Reescreva o trecho do texto sobre a abertura do ano legislativo que começa em "Em outras palavras, o" e vai até "fora do ar).", substituindo "YouTube" por "Instagram".
====== TEXTO APRESENTADO
Arthur Lira, presidente da Câmara, pediu logo após o discurso de abertura do presidente Jair Bolsonaro, que os assuntos eleitorais fiquem somente para o período de campanha
Aqui no Brasil se costuma dizer, em tom de piada, que o ano só começa depois do Carnaval, o que é uma grande injustiça com os anos eleitorais. É bem verdade que, mais uma vez, não teremos Carnaval – pelo menos não em sua data oficial. Na falta deste marco, o Congresso abriu o ano legislativo já em clima de campanha eleitoral no último dia 02, como um prenúncio de que muita água vai passar por baixo dessa ponte.
Teve alfinetada para todo lado. O deputado federal Arthur Lira (PP-AL), presidente da Câmara, destacou a necessidade de se aprovar as matérias de interesse da população, especialmente por conta da pandemia, e pediu que os assuntos eleitorais fiquem somente para o período de campanha. Sua fala veio logo após o discurso de abertura do presidente Jair Bolsonaro (PL): no geral, um discurso morno, ensaiado, mas com um recado claro para Luís Inácio Lula da Silva (PT-SP), provável concorrente nas urnas. “Os senhores nunca me verão vir aqui neste parlamento pedir pela regulação da mídia e da internet. Eu espero que isso não seja regulamentado por qualquer outro Poder. A nossa liberdade acima de tudo.” Continuou: “sempre respeitaremos a harmonia e a independência entre os Poderes”.
Em outras palavras, o presidente sentou à Mesa Diretora, como manda o protocolo, para defender seu direito de continuar dizendo e espalhando o que bem entender. Nós, aqui na Lupa, já checamos diversas declarações falsas de Bolsonaro, muitas delas repetidas à exaustão. Seu canal no YouTube já teve 34 publicações banidas em 2021, liderando a lista de canais de direita que mais tiveram conteúdo removido no ano passado (e que totalizaram 233 vídeos fora do ar).
A fala de Bolsonaro parece ser um resumo do que podemos esperar dele nas eleições que se avizinham: ora lendo notas muito bem articuladas, ora esbravejando para seu público fiel. No fechamento de seu discurso, quando retomou – com aparente improviso – o tema da “regulação da mídia e da internet”, Bolsonaro adotou o tom de campanha: “Não deixemos que qualquer um de nós, quem quer que seja que esteja no Planalto Central, ouse regular a mídia, não interessa por que, por qual intenção e objetivo. A nossa liberdade, a liberdade de imprensa, garantida em nossa Constituição, não pode ser violada ou arranhada por quem quer que seja nesse país”.
============
====== REGISTROS DO CONJUNTO
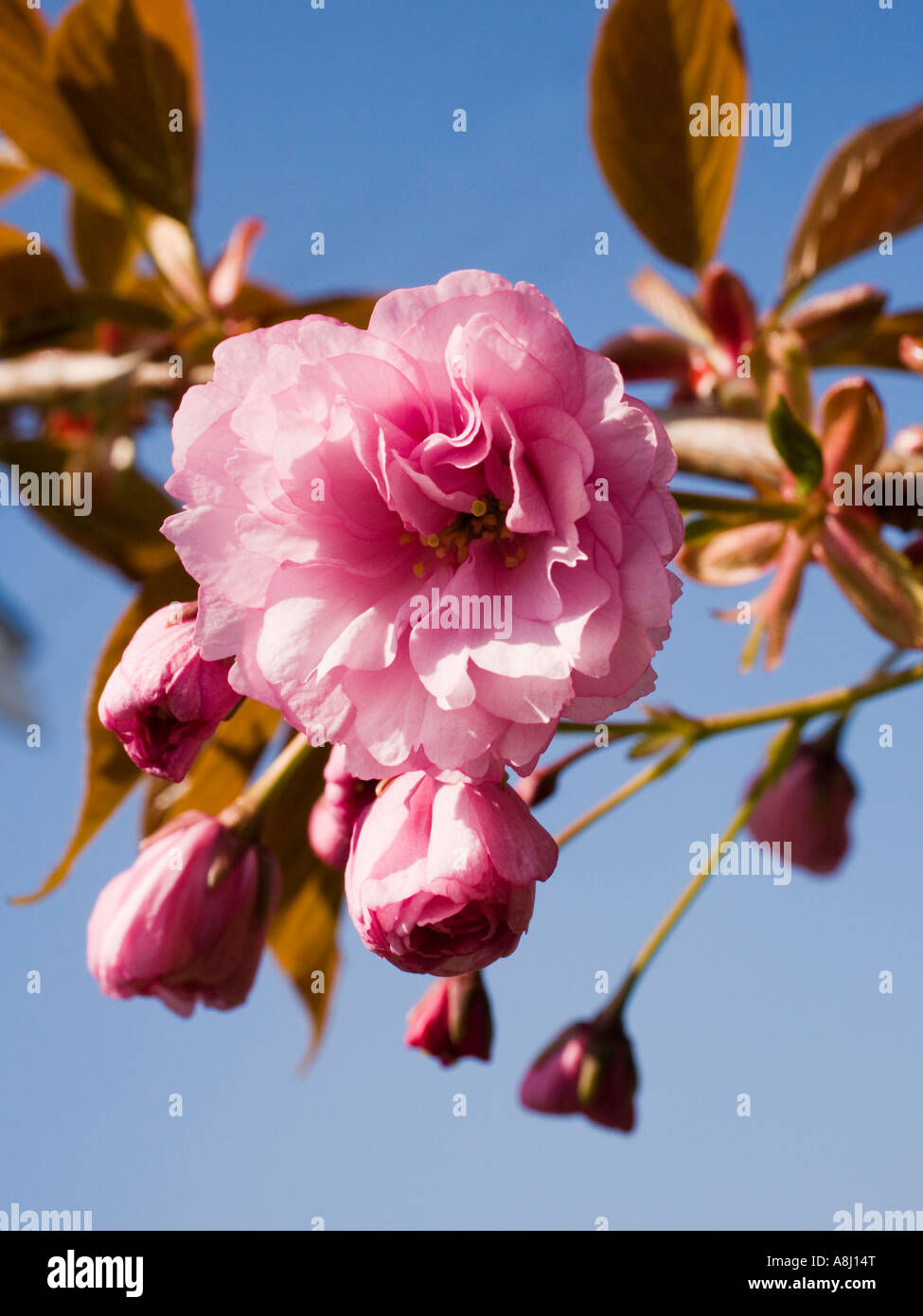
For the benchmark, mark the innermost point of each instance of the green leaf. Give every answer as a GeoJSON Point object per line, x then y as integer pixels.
{"type": "Point", "coordinates": [872, 185]}
{"type": "Point", "coordinates": [653, 61]}
{"type": "Point", "coordinates": [111, 774]}
{"type": "Point", "coordinates": [797, 446]}
{"type": "Point", "coordinates": [127, 68]}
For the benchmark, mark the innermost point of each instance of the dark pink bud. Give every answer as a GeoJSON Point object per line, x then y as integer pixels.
{"type": "Point", "coordinates": [334, 813]}
{"type": "Point", "coordinates": [164, 701]}
{"type": "Point", "coordinates": [452, 1020]}
{"type": "Point", "coordinates": [589, 1069]}
{"type": "Point", "coordinates": [727, 308]}
{"type": "Point", "coordinates": [164, 930]}
{"type": "Point", "coordinates": [808, 807]}
{"type": "Point", "coordinates": [441, 876]}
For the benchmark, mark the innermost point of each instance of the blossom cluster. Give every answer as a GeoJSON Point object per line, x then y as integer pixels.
{"type": "Point", "coordinates": [462, 448]}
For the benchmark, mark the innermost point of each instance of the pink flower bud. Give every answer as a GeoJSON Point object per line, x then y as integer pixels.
{"type": "Point", "coordinates": [441, 876]}
{"type": "Point", "coordinates": [808, 807]}
{"type": "Point", "coordinates": [334, 813]}
{"type": "Point", "coordinates": [159, 930]}
{"type": "Point", "coordinates": [589, 1069]}
{"type": "Point", "coordinates": [728, 310]}
{"type": "Point", "coordinates": [164, 701]}
{"type": "Point", "coordinates": [452, 1020]}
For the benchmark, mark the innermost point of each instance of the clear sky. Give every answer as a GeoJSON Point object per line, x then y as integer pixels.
{"type": "Point", "coordinates": [341, 120]}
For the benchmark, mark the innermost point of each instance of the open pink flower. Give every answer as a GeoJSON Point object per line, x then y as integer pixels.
{"type": "Point", "coordinates": [334, 812]}
{"type": "Point", "coordinates": [441, 876]}
{"type": "Point", "coordinates": [431, 540]}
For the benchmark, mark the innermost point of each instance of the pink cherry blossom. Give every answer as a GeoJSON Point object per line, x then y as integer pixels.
{"type": "Point", "coordinates": [337, 809]}
{"type": "Point", "coordinates": [349, 493]}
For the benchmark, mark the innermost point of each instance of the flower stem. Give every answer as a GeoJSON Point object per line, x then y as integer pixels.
{"type": "Point", "coordinates": [811, 705]}
{"type": "Point", "coordinates": [778, 753]}
{"type": "Point", "coordinates": [244, 813]}
{"type": "Point", "coordinates": [756, 509]}
{"type": "Point", "coordinates": [649, 774]}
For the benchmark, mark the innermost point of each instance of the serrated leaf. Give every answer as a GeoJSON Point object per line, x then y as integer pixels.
{"type": "Point", "coordinates": [33, 114]}
{"type": "Point", "coordinates": [653, 61]}
{"type": "Point", "coordinates": [111, 774]}
{"type": "Point", "coordinates": [124, 67]}
{"type": "Point", "coordinates": [127, 511]}
{"type": "Point", "coordinates": [872, 185]}
{"type": "Point", "coordinates": [303, 931]}
{"type": "Point", "coordinates": [797, 446]}
{"type": "Point", "coordinates": [220, 772]}
{"type": "Point", "coordinates": [32, 283]}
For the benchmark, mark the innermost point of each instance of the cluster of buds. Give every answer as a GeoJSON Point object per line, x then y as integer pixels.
{"type": "Point", "coordinates": [808, 807]}
{"type": "Point", "coordinates": [440, 876]}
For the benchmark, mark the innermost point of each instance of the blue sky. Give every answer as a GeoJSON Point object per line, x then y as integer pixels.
{"type": "Point", "coordinates": [341, 120]}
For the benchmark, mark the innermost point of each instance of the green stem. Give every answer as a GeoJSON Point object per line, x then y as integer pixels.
{"type": "Point", "coordinates": [756, 509]}
{"type": "Point", "coordinates": [649, 774]}
{"type": "Point", "coordinates": [778, 752]}
{"type": "Point", "coordinates": [811, 705]}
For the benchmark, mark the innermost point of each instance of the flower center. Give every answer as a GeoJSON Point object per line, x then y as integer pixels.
{"type": "Point", "coordinates": [485, 522]}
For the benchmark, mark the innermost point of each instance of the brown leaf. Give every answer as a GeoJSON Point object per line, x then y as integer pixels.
{"type": "Point", "coordinates": [111, 774]}
{"type": "Point", "coordinates": [33, 114]}
{"type": "Point", "coordinates": [14, 168]}
{"type": "Point", "coordinates": [653, 61]}
{"type": "Point", "coordinates": [220, 772]}
{"type": "Point", "coordinates": [872, 185]}
{"type": "Point", "coordinates": [32, 283]}
{"type": "Point", "coordinates": [127, 511]}
{"type": "Point", "coordinates": [127, 68]}
{"type": "Point", "coordinates": [103, 245]}
{"type": "Point", "coordinates": [303, 931]}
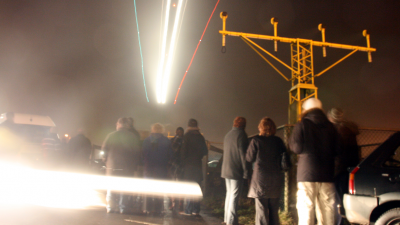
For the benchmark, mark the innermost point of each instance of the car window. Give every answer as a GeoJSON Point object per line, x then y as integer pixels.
{"type": "Point", "coordinates": [394, 160]}
{"type": "Point", "coordinates": [29, 133]}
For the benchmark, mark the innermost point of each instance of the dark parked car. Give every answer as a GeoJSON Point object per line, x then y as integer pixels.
{"type": "Point", "coordinates": [374, 186]}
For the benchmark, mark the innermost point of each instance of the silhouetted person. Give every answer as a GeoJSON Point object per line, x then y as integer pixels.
{"type": "Point", "coordinates": [234, 167]}
{"type": "Point", "coordinates": [193, 150]}
{"type": "Point", "coordinates": [176, 165]}
{"type": "Point", "coordinates": [132, 127]}
{"type": "Point", "coordinates": [51, 145]}
{"type": "Point", "coordinates": [176, 144]}
{"type": "Point", "coordinates": [156, 154]}
{"type": "Point", "coordinates": [122, 155]}
{"type": "Point", "coordinates": [316, 142]}
{"type": "Point", "coordinates": [265, 151]}
{"type": "Point", "coordinates": [349, 157]}
{"type": "Point", "coordinates": [80, 149]}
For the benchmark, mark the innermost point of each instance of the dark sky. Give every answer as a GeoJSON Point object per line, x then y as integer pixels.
{"type": "Point", "coordinates": [78, 61]}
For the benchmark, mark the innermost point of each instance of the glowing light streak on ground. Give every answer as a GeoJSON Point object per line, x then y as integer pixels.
{"type": "Point", "coordinates": [141, 55]}
{"type": "Point", "coordinates": [22, 185]}
{"type": "Point", "coordinates": [167, 71]}
{"type": "Point", "coordinates": [190, 64]}
{"type": "Point", "coordinates": [162, 55]}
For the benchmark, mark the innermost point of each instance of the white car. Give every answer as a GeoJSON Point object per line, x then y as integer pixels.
{"type": "Point", "coordinates": [21, 136]}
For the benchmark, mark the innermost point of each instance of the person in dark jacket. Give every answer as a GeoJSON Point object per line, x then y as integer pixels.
{"type": "Point", "coordinates": [193, 150]}
{"type": "Point", "coordinates": [51, 145]}
{"type": "Point", "coordinates": [132, 127]}
{"type": "Point", "coordinates": [176, 144]}
{"type": "Point", "coordinates": [175, 167]}
{"type": "Point", "coordinates": [266, 185]}
{"type": "Point", "coordinates": [316, 142]}
{"type": "Point", "coordinates": [234, 167]}
{"type": "Point", "coordinates": [348, 132]}
{"type": "Point", "coordinates": [80, 149]}
{"type": "Point", "coordinates": [156, 155]}
{"type": "Point", "coordinates": [349, 157]}
{"type": "Point", "coordinates": [122, 155]}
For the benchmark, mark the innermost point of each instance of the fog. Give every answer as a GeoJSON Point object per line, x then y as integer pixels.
{"type": "Point", "coordinates": [79, 63]}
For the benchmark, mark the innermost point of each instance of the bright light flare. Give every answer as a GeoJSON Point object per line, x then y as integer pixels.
{"type": "Point", "coordinates": [167, 71]}
{"type": "Point", "coordinates": [166, 59]}
{"type": "Point", "coordinates": [22, 185]}
{"type": "Point", "coordinates": [162, 55]}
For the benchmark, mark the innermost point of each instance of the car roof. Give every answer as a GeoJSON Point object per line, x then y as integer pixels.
{"type": "Point", "coordinates": [386, 149]}
{"type": "Point", "coordinates": [29, 119]}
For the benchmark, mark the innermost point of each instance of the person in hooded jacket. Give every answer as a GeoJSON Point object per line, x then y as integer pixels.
{"type": "Point", "coordinates": [132, 128]}
{"type": "Point", "coordinates": [175, 165]}
{"type": "Point", "coordinates": [265, 151]}
{"type": "Point", "coordinates": [235, 168]}
{"type": "Point", "coordinates": [122, 155]}
{"type": "Point", "coordinates": [349, 157]}
{"type": "Point", "coordinates": [80, 149]}
{"type": "Point", "coordinates": [194, 148]}
{"type": "Point", "coordinates": [316, 142]}
{"type": "Point", "coordinates": [157, 152]}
============
RESULTADO DA TAREFA.
Em outras palavras, o presidente sentou à Mesa Diretora, como manda o protocolo, para defender seu direito de continuar dizendo e espalhando o que bem entender. Nós, aqui na Lupa, já checamos diversas declarações falsas de Bolsonaro, muitas delas repetidas à exaustão. Seu canal no Instagram já teve 34 publicações banidas em 2021, liderando a lista de canais de direita que mais tiveram conteúdo removido no ano passado (e que totalizaram 233 vídeos fora do ar).